What the exercise asks: Reproduce without any change the part of the entries below that opens with their first line and closes with the line containing "97 12 L 104", including both of those lines. Give that part alone.

Input material:
------

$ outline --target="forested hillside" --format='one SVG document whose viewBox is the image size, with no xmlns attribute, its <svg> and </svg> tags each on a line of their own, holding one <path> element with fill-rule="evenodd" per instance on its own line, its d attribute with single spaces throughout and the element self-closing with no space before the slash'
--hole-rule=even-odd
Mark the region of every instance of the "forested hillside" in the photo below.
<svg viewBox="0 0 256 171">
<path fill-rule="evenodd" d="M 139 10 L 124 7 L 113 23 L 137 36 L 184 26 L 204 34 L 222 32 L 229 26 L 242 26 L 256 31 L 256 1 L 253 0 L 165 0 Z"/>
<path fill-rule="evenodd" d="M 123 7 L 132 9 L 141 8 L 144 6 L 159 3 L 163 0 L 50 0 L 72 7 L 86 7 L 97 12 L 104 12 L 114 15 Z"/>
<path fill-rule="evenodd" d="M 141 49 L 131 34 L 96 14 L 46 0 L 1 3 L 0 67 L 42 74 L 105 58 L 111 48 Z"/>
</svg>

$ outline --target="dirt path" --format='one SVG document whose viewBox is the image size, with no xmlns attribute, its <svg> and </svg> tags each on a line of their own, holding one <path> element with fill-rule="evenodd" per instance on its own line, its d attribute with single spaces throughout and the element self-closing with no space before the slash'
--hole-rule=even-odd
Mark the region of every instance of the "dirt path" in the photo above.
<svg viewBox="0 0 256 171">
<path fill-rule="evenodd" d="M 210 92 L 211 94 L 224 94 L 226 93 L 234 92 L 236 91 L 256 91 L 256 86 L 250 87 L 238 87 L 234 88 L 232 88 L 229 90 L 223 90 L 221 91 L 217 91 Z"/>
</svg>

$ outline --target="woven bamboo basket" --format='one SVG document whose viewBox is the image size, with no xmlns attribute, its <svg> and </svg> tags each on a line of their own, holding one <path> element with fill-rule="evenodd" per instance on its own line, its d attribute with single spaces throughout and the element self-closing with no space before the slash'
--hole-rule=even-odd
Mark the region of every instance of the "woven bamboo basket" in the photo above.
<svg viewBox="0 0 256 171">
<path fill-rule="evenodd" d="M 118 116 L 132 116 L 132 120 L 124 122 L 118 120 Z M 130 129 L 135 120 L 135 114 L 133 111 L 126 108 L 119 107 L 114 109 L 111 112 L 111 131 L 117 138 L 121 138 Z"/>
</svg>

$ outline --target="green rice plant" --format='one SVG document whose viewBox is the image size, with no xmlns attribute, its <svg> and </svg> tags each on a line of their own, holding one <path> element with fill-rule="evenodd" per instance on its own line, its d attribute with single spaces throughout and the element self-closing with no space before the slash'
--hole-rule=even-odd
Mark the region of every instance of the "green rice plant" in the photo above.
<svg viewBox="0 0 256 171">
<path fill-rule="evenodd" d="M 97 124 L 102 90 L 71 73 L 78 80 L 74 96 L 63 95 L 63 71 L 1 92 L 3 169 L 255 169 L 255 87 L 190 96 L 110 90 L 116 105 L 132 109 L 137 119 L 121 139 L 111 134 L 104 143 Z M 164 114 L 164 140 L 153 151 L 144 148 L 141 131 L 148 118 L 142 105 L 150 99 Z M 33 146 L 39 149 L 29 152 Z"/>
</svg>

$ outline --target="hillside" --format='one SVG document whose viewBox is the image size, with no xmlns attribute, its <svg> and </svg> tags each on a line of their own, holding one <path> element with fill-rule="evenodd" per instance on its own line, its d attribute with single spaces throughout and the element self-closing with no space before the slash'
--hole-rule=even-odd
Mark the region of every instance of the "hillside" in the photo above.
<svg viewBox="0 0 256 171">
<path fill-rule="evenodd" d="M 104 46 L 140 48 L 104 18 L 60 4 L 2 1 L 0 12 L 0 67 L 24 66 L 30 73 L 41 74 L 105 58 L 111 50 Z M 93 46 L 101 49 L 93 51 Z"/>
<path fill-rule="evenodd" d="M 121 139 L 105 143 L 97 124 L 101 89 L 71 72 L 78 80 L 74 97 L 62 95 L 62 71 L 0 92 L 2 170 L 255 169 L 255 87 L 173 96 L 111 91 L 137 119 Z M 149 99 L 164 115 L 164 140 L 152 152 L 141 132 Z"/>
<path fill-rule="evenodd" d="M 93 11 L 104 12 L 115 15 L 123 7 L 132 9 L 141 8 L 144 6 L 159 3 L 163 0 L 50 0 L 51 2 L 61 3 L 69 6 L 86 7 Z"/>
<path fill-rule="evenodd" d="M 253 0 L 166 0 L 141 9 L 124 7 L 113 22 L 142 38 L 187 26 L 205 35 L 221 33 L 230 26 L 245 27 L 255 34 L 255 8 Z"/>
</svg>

------

Response to this task:
$ outline --target="forested hillside" --format='one SVG document whose viewBox is the image size, with no xmlns attribute, its <svg> and </svg> tags each on a line of their own, holding one <path> element with fill-rule="evenodd" per instance on its own line, its d attribute with single spaces throughout and the element self-closing with no space before the slash'
--hole-rule=even-odd
Mark the region of every instance of the "forested hillside" in the photo below.
<svg viewBox="0 0 256 171">
<path fill-rule="evenodd" d="M 139 10 L 124 7 L 113 23 L 137 36 L 184 26 L 204 34 L 222 32 L 229 26 L 242 26 L 256 31 L 256 1 L 253 0 L 165 0 Z"/>
<path fill-rule="evenodd" d="M 123 7 L 132 9 L 141 8 L 144 6 L 159 3 L 163 0 L 50 0 L 72 7 L 86 7 L 97 12 L 104 12 L 114 15 Z"/>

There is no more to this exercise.